**AIM**
Copy the listing from the line with "point: ice-coated stem" up to and including the line with "column 740, row 525", replacing "thickest" with "widest" and changing nothing else.

**INPUT DATA**
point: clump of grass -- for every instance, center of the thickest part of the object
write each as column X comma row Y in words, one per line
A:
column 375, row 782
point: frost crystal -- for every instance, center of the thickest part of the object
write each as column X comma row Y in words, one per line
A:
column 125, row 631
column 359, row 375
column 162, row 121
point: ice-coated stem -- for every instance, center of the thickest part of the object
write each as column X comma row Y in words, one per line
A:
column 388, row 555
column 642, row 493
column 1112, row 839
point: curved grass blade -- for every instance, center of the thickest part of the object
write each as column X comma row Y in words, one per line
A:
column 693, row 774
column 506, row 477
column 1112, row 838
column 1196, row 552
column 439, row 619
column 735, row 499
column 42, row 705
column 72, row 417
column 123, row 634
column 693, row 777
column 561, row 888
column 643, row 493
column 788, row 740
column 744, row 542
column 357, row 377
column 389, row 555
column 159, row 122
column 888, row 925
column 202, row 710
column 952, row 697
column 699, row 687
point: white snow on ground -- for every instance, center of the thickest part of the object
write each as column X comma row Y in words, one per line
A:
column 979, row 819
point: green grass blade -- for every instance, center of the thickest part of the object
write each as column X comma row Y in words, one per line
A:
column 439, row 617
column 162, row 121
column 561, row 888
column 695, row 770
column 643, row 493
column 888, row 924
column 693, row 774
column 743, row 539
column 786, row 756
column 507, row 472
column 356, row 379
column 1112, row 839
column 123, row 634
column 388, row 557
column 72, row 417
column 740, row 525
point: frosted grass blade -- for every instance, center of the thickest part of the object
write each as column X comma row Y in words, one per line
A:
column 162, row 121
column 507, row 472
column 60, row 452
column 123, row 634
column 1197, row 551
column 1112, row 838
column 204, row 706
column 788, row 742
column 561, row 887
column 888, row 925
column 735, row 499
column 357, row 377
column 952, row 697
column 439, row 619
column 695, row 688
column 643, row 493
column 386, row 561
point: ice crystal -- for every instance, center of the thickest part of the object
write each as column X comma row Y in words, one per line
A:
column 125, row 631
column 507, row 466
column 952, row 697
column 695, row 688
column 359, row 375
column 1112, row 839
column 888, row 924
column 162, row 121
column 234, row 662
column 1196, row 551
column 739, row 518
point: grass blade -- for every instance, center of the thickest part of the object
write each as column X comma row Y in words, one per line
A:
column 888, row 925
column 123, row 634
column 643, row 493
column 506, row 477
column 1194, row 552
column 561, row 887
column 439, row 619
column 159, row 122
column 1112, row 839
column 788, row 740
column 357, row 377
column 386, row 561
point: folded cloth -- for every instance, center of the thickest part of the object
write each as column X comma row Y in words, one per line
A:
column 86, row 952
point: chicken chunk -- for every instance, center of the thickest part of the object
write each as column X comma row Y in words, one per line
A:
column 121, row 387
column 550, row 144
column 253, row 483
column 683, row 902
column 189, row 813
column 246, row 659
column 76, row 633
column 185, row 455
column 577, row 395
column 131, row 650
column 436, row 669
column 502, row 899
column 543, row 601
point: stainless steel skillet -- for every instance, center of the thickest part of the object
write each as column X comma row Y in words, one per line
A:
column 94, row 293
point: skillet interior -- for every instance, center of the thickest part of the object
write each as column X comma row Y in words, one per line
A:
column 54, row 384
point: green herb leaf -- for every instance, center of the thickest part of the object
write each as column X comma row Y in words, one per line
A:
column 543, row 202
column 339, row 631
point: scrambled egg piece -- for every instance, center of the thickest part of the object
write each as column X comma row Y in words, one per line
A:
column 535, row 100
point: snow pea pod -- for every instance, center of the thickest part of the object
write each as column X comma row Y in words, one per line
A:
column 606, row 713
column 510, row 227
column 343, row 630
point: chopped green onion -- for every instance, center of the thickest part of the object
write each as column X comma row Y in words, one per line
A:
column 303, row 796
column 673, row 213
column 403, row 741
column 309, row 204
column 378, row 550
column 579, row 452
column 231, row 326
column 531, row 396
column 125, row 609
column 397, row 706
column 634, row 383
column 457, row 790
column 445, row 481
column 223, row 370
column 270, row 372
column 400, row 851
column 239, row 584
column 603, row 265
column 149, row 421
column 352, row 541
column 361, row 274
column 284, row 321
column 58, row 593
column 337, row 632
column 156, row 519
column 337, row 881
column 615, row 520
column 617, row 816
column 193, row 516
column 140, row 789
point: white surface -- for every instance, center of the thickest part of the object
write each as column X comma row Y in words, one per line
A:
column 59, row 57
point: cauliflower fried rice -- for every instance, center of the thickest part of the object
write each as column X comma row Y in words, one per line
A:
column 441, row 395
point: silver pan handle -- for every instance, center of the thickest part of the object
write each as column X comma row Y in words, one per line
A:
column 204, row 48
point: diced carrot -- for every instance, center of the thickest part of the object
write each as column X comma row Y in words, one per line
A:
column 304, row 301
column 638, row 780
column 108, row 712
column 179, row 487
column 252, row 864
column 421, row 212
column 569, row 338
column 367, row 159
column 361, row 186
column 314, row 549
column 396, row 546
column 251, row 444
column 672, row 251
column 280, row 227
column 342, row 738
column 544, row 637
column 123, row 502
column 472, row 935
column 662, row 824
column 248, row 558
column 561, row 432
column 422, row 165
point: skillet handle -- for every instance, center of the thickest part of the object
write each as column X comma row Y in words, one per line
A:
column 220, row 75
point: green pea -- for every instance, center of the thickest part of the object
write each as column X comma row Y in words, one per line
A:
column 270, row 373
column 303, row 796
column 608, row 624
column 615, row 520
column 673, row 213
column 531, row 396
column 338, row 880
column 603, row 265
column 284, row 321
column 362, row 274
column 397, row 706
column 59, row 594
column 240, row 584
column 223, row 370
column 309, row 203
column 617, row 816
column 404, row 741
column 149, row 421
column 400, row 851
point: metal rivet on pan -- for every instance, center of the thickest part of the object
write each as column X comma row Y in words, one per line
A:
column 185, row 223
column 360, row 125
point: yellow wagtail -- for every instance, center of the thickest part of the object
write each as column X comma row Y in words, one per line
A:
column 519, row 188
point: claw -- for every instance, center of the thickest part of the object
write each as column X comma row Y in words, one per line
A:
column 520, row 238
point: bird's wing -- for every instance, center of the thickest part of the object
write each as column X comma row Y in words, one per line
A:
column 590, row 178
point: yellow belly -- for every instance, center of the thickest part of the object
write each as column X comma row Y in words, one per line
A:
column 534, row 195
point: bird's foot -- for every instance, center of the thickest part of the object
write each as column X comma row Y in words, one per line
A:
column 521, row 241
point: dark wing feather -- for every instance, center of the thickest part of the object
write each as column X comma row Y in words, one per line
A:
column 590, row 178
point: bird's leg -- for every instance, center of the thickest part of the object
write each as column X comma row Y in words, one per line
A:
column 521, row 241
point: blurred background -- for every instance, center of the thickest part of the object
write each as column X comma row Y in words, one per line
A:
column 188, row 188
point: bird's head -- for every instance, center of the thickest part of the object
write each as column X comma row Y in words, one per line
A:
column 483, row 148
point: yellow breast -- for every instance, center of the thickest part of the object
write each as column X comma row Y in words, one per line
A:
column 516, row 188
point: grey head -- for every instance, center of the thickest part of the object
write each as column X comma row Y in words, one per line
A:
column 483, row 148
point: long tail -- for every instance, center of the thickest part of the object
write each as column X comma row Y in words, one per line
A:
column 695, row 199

**REPLY TO THE EXERCISE**
point: ice-coated stem -- for every instance, center of the widest part of the object
write each as column X comma row Y in words, one per line
A:
column 388, row 555
column 642, row 493
column 1112, row 839
point: curved grass blade -- for every instance, center of the widest part of the object
write each as column X comma row Y in words, one per line
A:
column 693, row 774
column 506, row 477
column 1112, row 838
column 1196, row 552
column 439, row 619
column 735, row 499
column 42, row 705
column 72, row 417
column 123, row 634
column 693, row 777
column 561, row 888
column 643, row 493
column 788, row 740
column 744, row 542
column 357, row 377
column 389, row 555
column 159, row 122
column 888, row 925
column 202, row 710
column 952, row 697
column 699, row 687
point: white snow on ground -- for every instance, center of the widest part of the object
write each as column X comma row Y in words, one per line
A:
column 979, row 819
point: green grass blade -- for every instance, center of the widest part of the object
write each as column X comma row Y in words, one per line
A:
column 439, row 617
column 162, row 121
column 561, row 888
column 695, row 770
column 643, row 493
column 888, row 924
column 693, row 774
column 743, row 539
column 786, row 756
column 507, row 472
column 356, row 379
column 1112, row 839
column 123, row 634
column 388, row 557
column 72, row 417
column 740, row 525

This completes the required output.